Supplied data:
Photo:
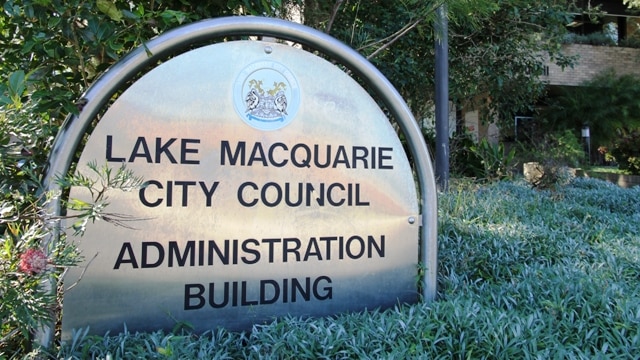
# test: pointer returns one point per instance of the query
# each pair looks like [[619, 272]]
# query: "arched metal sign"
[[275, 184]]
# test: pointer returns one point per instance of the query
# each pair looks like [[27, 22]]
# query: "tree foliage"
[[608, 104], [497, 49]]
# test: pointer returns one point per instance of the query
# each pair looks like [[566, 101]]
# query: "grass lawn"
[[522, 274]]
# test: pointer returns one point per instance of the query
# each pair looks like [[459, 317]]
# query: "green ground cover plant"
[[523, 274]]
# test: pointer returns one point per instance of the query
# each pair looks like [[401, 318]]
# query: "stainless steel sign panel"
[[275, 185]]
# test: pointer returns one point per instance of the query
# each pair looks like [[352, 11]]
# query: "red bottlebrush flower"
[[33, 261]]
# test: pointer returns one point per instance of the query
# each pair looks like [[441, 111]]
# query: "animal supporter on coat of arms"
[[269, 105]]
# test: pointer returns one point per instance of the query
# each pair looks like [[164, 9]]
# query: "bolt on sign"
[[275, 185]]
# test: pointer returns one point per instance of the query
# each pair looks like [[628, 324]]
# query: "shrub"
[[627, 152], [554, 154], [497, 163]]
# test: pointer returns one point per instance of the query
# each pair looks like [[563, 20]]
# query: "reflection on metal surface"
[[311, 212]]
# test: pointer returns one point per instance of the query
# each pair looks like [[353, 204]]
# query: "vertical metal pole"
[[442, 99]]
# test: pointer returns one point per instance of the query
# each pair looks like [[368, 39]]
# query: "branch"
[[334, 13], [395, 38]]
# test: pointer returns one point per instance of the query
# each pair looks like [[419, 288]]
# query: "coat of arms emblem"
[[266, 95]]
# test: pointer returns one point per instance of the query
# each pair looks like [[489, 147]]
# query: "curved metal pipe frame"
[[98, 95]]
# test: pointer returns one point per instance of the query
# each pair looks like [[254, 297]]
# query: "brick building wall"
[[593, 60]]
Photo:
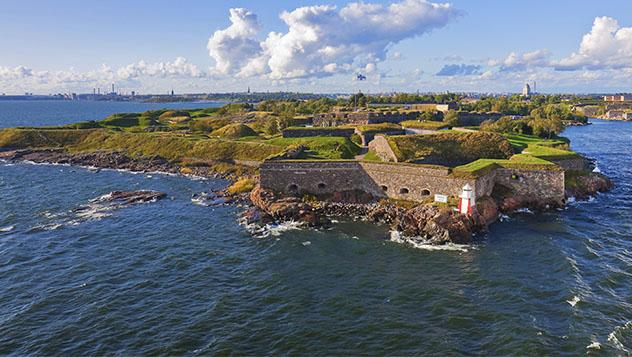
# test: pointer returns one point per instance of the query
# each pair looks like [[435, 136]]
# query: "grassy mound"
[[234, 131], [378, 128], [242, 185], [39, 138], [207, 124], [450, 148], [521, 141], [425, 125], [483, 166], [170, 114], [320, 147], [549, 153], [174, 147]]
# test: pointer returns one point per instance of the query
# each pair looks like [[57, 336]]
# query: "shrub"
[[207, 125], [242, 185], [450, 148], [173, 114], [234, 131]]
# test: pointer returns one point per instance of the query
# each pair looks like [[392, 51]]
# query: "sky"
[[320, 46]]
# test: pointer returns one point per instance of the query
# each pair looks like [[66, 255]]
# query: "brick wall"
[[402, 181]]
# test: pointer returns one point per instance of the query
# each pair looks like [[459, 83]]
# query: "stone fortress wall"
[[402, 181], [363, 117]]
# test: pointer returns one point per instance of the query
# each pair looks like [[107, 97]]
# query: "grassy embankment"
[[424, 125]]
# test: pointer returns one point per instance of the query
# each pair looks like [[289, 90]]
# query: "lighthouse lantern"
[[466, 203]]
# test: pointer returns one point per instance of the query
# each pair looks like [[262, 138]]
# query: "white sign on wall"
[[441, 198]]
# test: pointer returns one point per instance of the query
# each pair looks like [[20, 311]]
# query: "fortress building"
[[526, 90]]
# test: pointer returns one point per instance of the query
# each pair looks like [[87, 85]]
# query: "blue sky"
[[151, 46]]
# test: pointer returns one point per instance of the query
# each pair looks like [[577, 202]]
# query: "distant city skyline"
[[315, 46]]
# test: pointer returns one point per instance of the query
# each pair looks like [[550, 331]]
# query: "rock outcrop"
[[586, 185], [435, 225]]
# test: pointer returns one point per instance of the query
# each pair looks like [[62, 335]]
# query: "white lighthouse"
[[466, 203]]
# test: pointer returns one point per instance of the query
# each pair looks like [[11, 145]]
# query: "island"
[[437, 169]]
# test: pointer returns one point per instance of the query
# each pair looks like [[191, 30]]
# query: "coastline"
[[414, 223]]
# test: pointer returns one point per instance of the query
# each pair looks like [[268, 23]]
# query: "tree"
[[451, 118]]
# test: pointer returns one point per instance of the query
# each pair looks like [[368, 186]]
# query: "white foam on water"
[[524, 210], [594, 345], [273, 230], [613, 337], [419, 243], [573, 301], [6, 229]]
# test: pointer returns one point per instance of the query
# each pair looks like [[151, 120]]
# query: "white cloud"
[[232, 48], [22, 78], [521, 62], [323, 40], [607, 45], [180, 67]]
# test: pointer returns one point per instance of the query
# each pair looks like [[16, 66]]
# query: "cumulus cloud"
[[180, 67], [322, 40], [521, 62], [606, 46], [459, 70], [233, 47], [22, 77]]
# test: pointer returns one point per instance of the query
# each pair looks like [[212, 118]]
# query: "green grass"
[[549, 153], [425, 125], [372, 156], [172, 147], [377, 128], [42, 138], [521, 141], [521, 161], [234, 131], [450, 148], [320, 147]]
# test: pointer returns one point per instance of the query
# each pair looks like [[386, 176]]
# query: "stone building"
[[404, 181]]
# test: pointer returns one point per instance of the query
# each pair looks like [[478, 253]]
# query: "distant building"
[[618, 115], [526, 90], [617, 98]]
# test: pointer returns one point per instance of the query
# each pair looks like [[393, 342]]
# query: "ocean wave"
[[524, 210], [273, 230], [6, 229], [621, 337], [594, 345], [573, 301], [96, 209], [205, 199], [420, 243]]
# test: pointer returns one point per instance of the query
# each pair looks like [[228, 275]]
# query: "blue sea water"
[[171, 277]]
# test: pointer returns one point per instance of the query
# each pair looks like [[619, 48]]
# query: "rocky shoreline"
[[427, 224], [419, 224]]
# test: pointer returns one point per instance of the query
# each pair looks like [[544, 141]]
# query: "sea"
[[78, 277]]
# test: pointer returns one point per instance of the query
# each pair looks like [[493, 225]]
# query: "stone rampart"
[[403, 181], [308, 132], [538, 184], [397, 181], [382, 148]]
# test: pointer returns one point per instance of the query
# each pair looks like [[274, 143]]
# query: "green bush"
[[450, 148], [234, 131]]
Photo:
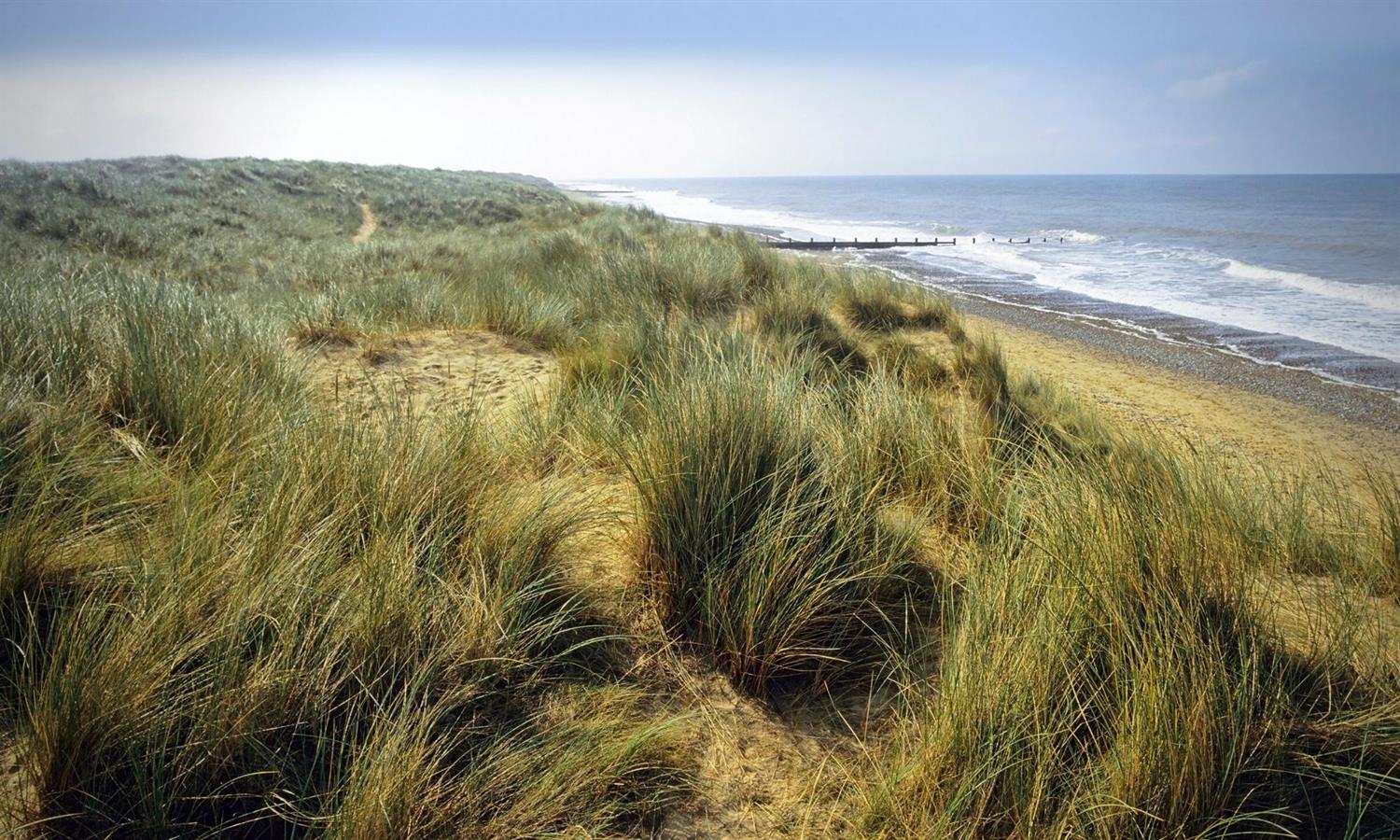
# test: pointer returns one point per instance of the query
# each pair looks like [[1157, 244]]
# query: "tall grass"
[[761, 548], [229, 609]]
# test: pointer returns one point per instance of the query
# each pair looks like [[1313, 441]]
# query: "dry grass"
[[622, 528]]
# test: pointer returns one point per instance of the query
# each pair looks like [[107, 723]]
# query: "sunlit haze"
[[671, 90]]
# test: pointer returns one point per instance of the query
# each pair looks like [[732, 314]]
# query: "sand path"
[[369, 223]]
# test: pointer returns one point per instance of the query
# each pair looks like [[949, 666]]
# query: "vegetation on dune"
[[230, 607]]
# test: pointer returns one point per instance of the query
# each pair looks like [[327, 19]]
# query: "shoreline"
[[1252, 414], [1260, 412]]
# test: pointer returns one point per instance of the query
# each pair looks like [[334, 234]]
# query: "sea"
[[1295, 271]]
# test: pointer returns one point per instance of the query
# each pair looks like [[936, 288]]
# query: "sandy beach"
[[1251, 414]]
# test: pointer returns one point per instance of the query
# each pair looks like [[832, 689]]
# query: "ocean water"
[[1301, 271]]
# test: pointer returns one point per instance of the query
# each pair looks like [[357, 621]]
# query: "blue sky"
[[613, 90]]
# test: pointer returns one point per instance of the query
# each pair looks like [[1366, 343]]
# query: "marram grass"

What is expected: Extract every line of text from the data above and reproduce each one character for character, leaving the pictures out of your answer.

Final result:
Photo:
# test: pointer returns one point per instance of the query
# each pair looks like [[619, 272]]
# query: "arched metal sign"
[[275, 184]]
# test: pointer returns one point per instance of the query
# each pair looks like [[27, 22]]
# query: "tree foliage"
[[608, 104], [497, 49]]
# test: pointer returns one point per instance of the query
# each pair looks like [[566, 101]]
# query: "grass lawn"
[[522, 274]]
# test: pointer returns one point per instance of the query
# each pair looks like [[459, 317]]
# query: "green ground cover plant"
[[523, 274]]
# test: pointer returns one point per instance of the query
# each pair looks like [[401, 318]]
# query: "stainless steel sign panel"
[[275, 185]]
# test: pointer returns one point per instance of the query
# each pair looks like [[352, 11]]
# query: "red bottlebrush flower"
[[33, 261]]
# test: pointer returns one point per instance of the query
# each pair looks like [[441, 111]]
# query: "animal supporter on coat of arms"
[[269, 105]]
# test: pointer returns one point per instance of the query
# each pair looks like [[164, 9]]
# query: "bolt on sign"
[[275, 185]]
# test: pointer returns one point per instance of the query
# each pair looks like [[628, 324]]
# query: "shrub"
[[627, 152], [554, 154], [497, 163]]
# test: pointer returns one point per instance of the query
# each pair looks like [[563, 20]]
# query: "reflection on metal surface"
[[311, 212]]
# test: pointer returns one point per instance of the query
# each pair looks like [[353, 204]]
# query: "vertical metal pole"
[[442, 99]]
# test: pointer returns one point per instance of the query
# each pair looks like [[368, 39]]
# query: "branch"
[[334, 13], [395, 38]]
# test: pointer returns one point per instance of the query
# each pair looks like [[419, 288]]
# query: "coat of arms emblem"
[[266, 95]]
# test: pointer returns one point per instance of the query
# each pair looks like [[489, 147]]
# query: "curved metal pipe frame"
[[98, 95]]
# test: pointer returns one point per instance of the query
# each pair looks like [[254, 297]]
# query: "brick building wall"
[[593, 60]]
Photo:
# test: pointer returns one point per instance of the query
# each pair looks like [[435, 136]]
# query: "grassy mound"
[[234, 131], [378, 128], [242, 185], [39, 138], [207, 124], [450, 148], [521, 141], [425, 125], [483, 166], [170, 114], [320, 147], [549, 153], [174, 147]]
# test: pointer returns one point per instance of the query
# each pair looks like [[57, 336]]
# query: "shrub"
[[207, 125], [242, 185], [450, 148], [173, 114], [234, 131]]
# test: pointer returns one point per instance of the query
# each pair looks like [[392, 51]]
# query: "sky"
[[320, 46]]
# test: pointer returns one point per instance of the query
# each pair looks like [[66, 255]]
# query: "brick wall"
[[402, 181]]
# test: pointer returns one point per instance of the query
# each pair looks like [[459, 83]]
# query: "stone fortress wall"
[[402, 181], [363, 117]]
# test: pointer returns one point per instance of the query
# each pair looks like [[107, 97]]
# query: "grassy embankment"
[[424, 125]]
# test: pointer returns one point per instance of the query
# each pair looks like [[289, 90]]
# query: "lighthouse lantern"
[[466, 203]]
# test: pointer returns one point per instance of the query
# each pair looks like [[262, 138]]
# query: "white sign on wall"
[[441, 198]]
# test: pointer returns one point per instance of the query
# each pair looks like [[20, 311]]
# query: "fortress building"
[[526, 90]]
# test: pointer returns one point per instance of the query
# each pair looks like [[87, 85]]
# query: "blue sky"
[[151, 46]]
# test: pointer returns one point per instance of the query
# each pair looks like [[577, 202]]
# query: "distant city skyline"
[[315, 46]]
# test: pointer returns one point per instance of the query
# each pair looks like [[550, 331]]
# query: "rock outcrop"
[[586, 185], [435, 225]]
# test: pointer returns one point per instance of the query
# each pair looks like [[62, 335]]
# query: "white lighthouse"
[[466, 203]]
# test: pointer returns one point per instance of the query
# each pair looks like [[11, 145]]
# query: "island"
[[437, 169]]
# test: pointer returns one point per instance of the query
# each pair looks like [[191, 30]]
# query: "coastline"
[[414, 223]]
# test: pointer returns one point per instance of the query
# each pair looks like [[268, 23]]
# query: "tree"
[[451, 118]]
# test: pointer returns one point per instance of the query
# each pair looks like [[368, 186]]
# query: "white foam on water"
[[524, 210], [594, 345], [273, 230], [613, 337], [419, 243], [573, 301], [6, 229]]
# test: pointer returns one point per instance of the query
# each pair looks like [[151, 120]]
# query: "white cloud"
[[232, 48], [22, 78], [521, 62], [323, 40], [607, 45], [180, 67]]
# test: pointer returns one point per instance of the query
# each pair looks like [[16, 66]]
# query: "cumulus cloud"
[[180, 67], [322, 40], [521, 62], [606, 46], [459, 70], [233, 47], [22, 77]]
# test: pointer returns one point per instance of the query
# each pair looks like [[212, 118]]
# query: "green grass"
[[549, 153], [425, 125], [372, 156], [172, 147], [377, 128], [42, 138], [521, 141], [521, 161], [234, 131], [450, 148], [320, 147]]
# test: pointer returns one point per instance of the query
# each pair looks like [[386, 176]]
# query: "stone building"
[[404, 181]]
# test: pointer returns one point per instance of the query
# each pair looks like [[478, 253]]
# query: "distant building"
[[618, 115], [526, 90], [617, 98]]
# test: pointer returns one point per instance of the query
# each pair looks like [[393, 342]]
# query: "ocean wave"
[[524, 210], [273, 230], [6, 229], [621, 337], [594, 345], [573, 301], [96, 209], [205, 199], [420, 243]]
# test: pointer returns one point per instance of the query
# each pair looks like [[228, 275]]
# query: "blue sea water"
[[171, 277]]
# test: pointer returns one point per instance of the query
# each pair looks like [[619, 48]]
# query: "rocky shoreline"
[[427, 224], [419, 224]]
# test: pointer returns one point per instance of the query
# each pair looks like [[544, 141]]
# query: "sea"
[[78, 277]]
# test: pointer returns one point per instance of the query
# each pair looks like [[493, 225]]
# query: "stone rampart"
[[403, 181], [308, 132], [538, 184], [397, 181], [382, 148]]
# test: pointer returns one point per instance of the query
# each pair looks like [[274, 143]]
# query: "green bush"
[[450, 148], [234, 131]]
Photo:
# test: pointer returns one point per instance of the query
# each pair looks like [[1157, 244]]
# query: "tall grass"
[[761, 548], [229, 609]]
# test: pointer returns one point per instance of the query
# each pair looks like [[1313, 441]]
# query: "dry grass"
[[622, 528]]
# test: pointer returns one point per instance of the query
# each pair looks like [[107, 723]]
# query: "sunlit haze"
[[671, 90]]
# test: pointer returns one point per instance of the query
# each pair looks like [[732, 314]]
# query: "sand path"
[[369, 223]]
# test: pointer returns one point per instance of the query
# each pair looks like [[949, 666]]
# query: "vegetation on dune"
[[230, 607]]
# test: pointer returns one point per instance of the query
# each pair looks like [[327, 19]]
# query: "shoreline"
[[1252, 414], [1260, 412]]
# test: pointer returns one point per instance of the query
# each pair looks like [[334, 234]]
# query: "sea"
[[1295, 271]]
# test: pointer returns one point per instance of the query
# each pair looks like [[936, 288]]
# query: "sandy beach"
[[1251, 414]]
# test: pointer returns one point per instance of the query
# each pair looks like [[832, 689]]
# query: "ocean water"
[[1301, 271]]
# test: pointer returns one point per instance of the query
# each pair looks like [[357, 621]]
# query: "blue sky"
[[613, 90]]
# test: pointer returns one point per instance of the query
# each pair looks like [[1366, 343]]
# query: "marram grass"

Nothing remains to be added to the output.